+++ MATERIAL SUPPLIED

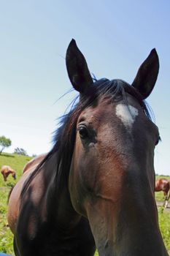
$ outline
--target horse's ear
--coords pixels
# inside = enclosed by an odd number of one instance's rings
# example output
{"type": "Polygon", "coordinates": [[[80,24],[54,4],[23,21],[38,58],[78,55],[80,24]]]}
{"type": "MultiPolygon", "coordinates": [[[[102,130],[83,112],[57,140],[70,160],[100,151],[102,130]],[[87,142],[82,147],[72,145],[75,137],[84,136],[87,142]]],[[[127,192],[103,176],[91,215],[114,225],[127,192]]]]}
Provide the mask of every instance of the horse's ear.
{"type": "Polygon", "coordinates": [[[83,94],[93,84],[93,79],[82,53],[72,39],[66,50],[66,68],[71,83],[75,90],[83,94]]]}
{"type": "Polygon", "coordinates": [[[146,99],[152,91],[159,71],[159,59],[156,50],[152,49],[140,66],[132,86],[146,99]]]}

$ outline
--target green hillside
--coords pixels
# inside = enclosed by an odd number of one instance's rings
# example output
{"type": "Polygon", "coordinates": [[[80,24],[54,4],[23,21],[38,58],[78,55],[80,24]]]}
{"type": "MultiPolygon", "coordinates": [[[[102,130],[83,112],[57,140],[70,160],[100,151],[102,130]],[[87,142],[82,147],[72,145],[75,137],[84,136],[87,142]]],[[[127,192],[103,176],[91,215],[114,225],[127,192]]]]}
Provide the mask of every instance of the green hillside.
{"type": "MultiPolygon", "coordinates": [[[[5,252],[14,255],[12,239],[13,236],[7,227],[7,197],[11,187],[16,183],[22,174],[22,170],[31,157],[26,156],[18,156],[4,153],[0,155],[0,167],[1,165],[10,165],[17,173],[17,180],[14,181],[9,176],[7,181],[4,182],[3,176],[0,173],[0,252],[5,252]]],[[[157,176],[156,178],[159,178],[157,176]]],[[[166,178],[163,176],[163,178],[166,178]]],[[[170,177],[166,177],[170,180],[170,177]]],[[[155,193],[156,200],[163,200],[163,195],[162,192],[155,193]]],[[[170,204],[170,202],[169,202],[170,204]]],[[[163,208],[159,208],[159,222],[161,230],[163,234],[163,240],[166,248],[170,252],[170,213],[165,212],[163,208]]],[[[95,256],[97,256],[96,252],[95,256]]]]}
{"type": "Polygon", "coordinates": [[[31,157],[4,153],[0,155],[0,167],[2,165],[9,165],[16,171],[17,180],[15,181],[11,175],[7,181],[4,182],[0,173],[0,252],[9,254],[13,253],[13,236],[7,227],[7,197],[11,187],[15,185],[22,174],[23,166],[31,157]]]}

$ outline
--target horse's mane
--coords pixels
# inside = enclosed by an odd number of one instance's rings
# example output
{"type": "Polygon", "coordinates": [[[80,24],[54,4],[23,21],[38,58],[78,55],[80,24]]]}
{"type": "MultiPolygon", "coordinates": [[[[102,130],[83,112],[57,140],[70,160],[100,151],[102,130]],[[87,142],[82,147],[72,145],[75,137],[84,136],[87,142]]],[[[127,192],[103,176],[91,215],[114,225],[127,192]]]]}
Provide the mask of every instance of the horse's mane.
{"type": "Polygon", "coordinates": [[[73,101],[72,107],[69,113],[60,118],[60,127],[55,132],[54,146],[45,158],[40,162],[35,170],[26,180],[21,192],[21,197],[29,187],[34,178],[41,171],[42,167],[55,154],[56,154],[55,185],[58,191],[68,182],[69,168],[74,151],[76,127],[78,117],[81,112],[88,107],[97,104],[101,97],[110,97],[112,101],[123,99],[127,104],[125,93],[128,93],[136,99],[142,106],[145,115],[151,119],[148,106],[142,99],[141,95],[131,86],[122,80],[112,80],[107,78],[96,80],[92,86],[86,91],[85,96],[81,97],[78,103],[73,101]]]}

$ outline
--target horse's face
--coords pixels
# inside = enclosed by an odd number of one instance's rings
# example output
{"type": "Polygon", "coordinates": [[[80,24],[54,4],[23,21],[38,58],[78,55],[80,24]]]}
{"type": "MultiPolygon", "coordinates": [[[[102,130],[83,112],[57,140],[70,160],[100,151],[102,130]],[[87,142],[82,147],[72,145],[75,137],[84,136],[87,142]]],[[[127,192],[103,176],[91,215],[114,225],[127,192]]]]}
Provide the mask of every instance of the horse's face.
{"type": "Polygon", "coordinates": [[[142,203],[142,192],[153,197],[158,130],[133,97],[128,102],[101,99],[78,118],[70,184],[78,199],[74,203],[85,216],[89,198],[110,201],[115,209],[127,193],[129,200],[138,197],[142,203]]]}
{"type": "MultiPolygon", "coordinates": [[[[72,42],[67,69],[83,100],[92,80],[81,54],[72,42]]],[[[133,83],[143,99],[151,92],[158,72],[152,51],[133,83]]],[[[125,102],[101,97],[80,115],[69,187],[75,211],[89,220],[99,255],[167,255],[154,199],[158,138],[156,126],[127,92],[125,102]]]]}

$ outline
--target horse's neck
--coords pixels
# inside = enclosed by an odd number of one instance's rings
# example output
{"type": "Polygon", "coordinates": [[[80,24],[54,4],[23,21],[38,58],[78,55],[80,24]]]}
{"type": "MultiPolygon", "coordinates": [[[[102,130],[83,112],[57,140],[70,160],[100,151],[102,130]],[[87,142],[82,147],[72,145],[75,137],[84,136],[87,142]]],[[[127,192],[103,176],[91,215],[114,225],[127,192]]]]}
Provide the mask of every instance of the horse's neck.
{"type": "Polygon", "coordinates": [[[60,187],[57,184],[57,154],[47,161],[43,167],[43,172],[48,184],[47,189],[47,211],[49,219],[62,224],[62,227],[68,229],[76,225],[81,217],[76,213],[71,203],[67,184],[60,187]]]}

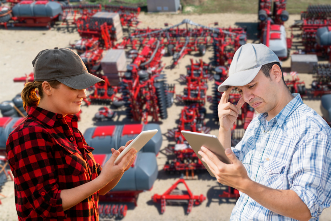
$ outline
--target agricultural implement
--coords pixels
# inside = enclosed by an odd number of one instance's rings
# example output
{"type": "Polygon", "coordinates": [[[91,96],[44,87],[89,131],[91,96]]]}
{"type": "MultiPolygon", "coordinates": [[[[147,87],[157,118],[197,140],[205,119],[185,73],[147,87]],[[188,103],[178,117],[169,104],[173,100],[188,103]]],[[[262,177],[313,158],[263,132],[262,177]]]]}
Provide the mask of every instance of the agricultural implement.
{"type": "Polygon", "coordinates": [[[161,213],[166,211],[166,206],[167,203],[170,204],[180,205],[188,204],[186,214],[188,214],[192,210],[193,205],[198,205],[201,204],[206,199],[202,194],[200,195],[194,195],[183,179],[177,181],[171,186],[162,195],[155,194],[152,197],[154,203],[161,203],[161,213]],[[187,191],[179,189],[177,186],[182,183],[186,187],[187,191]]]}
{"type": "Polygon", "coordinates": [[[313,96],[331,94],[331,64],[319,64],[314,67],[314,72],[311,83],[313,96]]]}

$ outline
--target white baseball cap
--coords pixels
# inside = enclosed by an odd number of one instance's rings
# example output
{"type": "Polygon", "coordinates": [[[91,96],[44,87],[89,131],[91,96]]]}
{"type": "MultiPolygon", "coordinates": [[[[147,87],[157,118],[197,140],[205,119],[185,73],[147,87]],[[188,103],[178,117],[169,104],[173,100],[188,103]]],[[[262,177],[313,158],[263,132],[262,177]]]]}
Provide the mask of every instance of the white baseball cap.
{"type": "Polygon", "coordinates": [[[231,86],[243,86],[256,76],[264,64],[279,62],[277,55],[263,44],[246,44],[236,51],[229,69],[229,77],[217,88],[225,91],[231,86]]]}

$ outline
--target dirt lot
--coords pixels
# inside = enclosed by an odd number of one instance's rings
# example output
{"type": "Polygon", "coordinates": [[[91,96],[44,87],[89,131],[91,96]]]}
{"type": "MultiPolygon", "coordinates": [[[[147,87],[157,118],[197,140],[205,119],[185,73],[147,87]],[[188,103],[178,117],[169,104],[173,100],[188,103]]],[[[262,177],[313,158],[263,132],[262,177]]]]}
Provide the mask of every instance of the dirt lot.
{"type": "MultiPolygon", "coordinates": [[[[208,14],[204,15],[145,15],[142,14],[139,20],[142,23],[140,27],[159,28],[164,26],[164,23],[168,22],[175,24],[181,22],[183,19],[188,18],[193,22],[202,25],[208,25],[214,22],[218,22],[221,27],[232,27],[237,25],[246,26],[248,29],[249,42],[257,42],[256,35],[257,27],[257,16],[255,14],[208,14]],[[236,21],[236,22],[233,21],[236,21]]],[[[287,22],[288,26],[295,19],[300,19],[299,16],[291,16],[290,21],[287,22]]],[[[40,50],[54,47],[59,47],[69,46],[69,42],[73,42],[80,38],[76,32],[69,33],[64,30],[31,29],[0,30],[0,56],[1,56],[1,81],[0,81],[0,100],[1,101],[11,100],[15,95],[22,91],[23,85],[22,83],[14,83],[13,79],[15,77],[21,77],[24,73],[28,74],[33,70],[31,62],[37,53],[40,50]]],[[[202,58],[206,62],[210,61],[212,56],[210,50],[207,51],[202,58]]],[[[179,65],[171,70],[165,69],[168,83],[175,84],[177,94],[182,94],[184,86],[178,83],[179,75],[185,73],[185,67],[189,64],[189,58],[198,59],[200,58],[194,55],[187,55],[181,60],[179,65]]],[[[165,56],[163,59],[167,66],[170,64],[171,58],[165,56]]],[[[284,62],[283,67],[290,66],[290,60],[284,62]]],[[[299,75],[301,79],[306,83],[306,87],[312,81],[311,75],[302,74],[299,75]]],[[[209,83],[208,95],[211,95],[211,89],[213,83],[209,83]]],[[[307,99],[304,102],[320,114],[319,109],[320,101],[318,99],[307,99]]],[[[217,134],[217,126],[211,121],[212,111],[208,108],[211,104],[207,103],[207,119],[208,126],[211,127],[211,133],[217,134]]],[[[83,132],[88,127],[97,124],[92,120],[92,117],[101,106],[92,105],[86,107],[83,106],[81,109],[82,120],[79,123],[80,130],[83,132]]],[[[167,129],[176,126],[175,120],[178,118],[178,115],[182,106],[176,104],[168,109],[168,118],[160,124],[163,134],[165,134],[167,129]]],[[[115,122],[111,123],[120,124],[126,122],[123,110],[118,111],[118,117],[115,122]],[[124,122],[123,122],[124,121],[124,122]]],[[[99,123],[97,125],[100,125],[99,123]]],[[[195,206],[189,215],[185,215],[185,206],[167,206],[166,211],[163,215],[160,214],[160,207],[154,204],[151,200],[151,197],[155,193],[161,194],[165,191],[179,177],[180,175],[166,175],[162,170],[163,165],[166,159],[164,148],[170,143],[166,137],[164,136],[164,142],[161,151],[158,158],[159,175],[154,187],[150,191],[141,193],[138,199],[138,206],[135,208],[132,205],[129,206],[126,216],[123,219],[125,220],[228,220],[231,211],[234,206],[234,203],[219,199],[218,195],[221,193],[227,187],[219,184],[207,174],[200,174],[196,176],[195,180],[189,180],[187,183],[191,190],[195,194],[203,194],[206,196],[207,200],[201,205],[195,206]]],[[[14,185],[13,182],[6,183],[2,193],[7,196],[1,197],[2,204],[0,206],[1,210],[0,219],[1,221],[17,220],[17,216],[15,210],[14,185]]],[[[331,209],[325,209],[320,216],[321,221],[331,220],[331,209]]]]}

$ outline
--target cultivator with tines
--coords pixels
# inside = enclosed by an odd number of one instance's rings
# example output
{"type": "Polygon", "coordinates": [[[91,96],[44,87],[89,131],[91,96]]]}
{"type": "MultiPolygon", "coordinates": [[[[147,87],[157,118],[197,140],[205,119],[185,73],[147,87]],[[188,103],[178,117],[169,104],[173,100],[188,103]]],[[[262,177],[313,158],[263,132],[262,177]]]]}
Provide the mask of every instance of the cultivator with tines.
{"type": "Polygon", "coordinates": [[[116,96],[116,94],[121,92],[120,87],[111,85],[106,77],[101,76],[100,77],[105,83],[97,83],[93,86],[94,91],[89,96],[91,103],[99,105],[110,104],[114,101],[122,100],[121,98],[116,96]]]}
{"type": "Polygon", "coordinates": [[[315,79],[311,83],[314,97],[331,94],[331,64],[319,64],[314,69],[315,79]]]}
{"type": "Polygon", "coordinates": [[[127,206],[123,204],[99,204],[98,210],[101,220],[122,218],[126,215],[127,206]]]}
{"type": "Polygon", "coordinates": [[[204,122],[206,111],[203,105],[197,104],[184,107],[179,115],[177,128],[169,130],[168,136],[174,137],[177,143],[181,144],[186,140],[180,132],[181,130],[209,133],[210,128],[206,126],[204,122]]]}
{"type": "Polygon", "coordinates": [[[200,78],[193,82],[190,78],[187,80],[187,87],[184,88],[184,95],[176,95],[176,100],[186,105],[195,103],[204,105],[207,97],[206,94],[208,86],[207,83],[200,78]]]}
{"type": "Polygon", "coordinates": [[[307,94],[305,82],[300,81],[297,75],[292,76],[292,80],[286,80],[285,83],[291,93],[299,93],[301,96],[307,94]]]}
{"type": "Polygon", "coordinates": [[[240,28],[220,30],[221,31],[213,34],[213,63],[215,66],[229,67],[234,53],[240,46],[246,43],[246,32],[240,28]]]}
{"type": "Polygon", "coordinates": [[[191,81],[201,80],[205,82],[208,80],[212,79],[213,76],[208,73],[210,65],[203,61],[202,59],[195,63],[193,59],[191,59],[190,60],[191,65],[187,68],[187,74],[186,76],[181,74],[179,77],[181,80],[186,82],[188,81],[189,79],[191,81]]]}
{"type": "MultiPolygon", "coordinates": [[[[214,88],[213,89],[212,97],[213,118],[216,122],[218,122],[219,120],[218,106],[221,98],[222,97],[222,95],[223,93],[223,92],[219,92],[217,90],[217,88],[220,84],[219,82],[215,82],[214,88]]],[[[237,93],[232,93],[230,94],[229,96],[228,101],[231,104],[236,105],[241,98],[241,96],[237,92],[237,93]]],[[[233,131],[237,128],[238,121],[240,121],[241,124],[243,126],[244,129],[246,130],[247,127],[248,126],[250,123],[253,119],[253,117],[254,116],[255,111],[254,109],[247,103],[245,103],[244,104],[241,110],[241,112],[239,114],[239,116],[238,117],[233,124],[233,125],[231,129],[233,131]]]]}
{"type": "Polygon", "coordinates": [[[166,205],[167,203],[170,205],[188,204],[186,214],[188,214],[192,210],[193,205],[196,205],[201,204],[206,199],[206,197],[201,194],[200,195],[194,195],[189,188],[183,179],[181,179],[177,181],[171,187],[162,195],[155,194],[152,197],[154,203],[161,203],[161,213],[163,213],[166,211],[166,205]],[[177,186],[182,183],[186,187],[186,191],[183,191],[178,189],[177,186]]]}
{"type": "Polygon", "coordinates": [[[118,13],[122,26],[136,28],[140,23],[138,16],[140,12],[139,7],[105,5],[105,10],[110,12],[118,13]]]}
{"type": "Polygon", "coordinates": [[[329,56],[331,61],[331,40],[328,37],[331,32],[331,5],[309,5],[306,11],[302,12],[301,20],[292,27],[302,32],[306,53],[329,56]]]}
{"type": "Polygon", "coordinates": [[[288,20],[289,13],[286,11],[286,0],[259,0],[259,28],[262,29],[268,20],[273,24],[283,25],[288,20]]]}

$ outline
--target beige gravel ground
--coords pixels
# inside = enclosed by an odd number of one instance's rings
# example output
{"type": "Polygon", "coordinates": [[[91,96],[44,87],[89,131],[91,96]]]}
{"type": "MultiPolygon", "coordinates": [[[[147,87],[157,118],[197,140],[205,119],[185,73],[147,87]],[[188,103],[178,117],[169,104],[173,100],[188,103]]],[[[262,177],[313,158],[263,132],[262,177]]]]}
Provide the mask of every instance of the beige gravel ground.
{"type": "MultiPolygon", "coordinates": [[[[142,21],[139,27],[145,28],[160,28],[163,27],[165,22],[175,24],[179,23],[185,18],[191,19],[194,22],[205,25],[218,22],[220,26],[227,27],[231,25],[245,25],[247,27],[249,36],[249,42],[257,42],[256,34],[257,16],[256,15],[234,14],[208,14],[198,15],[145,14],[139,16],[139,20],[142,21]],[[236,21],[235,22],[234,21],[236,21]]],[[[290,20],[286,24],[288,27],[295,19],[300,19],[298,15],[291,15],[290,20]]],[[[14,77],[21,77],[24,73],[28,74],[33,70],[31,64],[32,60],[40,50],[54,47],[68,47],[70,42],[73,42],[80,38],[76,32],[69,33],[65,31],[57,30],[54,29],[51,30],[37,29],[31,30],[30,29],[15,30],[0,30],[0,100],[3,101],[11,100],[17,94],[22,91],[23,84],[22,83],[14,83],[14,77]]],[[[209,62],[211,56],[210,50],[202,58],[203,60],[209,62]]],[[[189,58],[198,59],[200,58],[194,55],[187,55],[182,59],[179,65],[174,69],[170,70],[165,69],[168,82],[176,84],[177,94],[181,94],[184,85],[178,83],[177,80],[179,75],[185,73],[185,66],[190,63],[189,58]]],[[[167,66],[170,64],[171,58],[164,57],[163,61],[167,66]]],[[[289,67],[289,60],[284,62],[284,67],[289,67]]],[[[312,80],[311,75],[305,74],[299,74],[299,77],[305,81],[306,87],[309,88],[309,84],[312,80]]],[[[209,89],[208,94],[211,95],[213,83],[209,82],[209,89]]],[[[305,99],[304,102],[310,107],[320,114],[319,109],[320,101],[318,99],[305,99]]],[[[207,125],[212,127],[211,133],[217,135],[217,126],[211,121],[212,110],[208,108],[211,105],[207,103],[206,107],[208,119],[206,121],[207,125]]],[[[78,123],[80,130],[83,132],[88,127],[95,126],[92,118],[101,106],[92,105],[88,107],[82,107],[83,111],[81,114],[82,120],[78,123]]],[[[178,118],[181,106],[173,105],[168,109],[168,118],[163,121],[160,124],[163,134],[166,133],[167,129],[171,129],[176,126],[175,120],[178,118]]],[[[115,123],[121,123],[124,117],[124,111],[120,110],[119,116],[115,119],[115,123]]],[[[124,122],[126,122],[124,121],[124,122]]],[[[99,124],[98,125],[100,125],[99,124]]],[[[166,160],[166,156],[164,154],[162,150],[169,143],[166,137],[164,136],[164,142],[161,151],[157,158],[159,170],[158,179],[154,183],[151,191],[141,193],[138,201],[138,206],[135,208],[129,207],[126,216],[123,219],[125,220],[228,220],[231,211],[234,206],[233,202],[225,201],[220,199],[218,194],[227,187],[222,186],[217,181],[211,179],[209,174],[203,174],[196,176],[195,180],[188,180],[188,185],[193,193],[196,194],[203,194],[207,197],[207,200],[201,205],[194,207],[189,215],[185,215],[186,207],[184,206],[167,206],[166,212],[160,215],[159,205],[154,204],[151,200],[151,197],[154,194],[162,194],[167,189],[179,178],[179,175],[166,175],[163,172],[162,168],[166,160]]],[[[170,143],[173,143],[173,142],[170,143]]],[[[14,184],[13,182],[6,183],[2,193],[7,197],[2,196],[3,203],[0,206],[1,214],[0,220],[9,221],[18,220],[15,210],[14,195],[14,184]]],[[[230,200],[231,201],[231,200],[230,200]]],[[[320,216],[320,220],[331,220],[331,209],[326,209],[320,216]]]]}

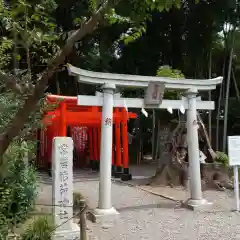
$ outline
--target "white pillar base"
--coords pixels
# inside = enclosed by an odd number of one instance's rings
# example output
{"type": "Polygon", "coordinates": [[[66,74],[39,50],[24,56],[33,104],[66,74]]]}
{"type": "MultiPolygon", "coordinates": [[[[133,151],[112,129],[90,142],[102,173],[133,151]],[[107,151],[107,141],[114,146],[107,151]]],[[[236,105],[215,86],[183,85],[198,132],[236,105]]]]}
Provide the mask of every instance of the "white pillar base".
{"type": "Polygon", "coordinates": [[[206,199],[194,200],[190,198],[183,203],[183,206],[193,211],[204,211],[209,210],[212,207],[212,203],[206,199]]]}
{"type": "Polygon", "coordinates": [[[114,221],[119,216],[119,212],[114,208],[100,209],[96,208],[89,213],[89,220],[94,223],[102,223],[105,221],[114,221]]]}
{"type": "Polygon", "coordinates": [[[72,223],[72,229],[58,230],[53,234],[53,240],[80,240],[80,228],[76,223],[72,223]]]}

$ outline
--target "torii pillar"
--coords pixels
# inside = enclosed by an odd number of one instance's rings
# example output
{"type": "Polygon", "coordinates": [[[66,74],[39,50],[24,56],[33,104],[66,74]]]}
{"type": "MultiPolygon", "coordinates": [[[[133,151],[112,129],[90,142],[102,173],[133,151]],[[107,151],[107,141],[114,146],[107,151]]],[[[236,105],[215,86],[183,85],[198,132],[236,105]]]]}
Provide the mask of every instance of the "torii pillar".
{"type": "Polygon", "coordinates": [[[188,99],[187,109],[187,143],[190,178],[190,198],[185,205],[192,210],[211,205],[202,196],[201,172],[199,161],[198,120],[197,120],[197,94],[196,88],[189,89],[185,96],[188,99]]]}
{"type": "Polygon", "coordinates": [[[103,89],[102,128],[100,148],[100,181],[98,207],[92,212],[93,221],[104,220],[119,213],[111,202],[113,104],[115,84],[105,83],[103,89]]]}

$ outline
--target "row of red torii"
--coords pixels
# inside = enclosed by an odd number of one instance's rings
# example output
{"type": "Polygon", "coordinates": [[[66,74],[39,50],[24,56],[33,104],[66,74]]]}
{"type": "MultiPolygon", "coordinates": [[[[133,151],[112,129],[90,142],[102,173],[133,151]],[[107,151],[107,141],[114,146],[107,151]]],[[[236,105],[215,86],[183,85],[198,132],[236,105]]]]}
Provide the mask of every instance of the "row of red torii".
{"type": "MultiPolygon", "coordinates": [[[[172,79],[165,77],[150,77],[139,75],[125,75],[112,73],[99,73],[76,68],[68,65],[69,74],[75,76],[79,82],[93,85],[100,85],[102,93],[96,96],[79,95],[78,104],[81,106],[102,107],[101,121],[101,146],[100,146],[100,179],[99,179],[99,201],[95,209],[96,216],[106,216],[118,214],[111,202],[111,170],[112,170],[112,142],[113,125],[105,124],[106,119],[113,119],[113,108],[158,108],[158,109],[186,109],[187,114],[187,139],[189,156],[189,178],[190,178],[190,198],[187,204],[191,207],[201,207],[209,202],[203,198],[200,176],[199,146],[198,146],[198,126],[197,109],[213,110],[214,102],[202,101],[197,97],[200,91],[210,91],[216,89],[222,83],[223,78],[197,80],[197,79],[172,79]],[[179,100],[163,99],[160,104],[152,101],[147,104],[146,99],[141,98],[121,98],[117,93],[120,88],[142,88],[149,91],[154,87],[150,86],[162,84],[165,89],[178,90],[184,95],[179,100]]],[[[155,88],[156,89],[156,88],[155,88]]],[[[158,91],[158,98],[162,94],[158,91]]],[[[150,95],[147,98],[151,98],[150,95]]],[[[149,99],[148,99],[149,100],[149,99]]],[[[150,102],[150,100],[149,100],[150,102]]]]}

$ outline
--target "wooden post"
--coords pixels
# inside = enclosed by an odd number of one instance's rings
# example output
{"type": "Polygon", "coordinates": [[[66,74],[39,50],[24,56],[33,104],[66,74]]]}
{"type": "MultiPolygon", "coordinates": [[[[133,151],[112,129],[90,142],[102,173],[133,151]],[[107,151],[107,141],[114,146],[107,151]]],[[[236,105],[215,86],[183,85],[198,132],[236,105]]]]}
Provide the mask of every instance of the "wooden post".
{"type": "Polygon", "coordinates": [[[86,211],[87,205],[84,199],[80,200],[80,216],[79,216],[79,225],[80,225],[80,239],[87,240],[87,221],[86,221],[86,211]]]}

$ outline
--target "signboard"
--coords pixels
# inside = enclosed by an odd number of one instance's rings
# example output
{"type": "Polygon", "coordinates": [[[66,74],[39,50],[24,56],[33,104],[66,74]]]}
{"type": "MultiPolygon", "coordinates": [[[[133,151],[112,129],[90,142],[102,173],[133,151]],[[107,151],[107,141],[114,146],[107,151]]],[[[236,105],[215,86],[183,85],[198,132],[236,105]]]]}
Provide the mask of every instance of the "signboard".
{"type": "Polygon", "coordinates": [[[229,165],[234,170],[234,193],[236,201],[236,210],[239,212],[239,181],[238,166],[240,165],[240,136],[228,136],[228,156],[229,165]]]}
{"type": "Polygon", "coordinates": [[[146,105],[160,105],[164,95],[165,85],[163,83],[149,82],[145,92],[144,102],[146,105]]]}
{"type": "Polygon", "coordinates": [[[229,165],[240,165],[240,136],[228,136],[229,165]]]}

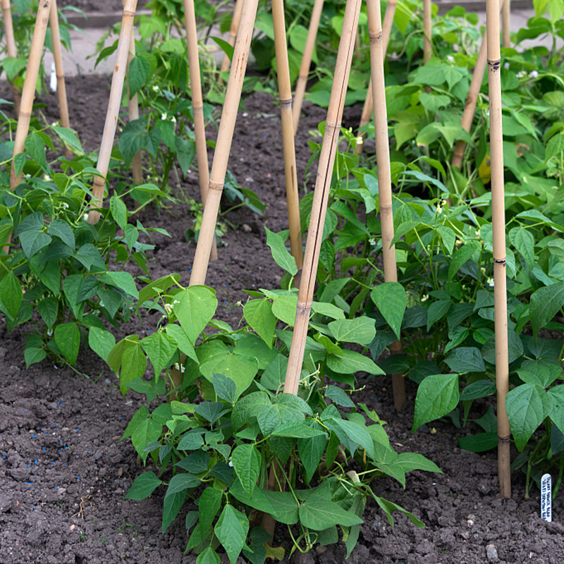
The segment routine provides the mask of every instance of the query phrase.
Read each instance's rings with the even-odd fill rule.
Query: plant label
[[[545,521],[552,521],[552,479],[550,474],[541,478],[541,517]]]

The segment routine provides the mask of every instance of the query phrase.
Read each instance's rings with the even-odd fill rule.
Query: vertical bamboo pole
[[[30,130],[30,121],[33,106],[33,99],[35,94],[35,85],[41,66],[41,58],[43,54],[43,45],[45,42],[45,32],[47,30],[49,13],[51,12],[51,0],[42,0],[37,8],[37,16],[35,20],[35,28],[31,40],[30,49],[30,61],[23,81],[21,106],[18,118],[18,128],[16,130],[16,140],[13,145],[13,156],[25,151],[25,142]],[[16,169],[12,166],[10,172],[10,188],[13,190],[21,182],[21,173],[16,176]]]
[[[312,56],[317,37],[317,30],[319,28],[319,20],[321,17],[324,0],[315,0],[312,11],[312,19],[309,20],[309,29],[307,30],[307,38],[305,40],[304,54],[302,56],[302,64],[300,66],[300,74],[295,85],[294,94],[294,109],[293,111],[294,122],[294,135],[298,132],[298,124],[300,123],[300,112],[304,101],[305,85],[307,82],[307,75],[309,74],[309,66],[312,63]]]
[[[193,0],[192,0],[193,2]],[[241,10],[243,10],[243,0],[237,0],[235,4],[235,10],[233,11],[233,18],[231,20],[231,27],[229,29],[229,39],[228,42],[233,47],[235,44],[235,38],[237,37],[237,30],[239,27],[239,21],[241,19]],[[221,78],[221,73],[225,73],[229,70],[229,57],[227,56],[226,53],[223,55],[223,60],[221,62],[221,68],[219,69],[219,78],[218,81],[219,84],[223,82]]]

++++++

EXERCISE
Identify each line in the records containing the string "pillar", matching case exactly, and copy those lines.

RESPONSE TO THE EXERCISE
--target "white pillar base"
Provide the mask of every instance of the "white pillar base".
--target "torii pillar"
Provide the mask of every instance of the "torii pillar".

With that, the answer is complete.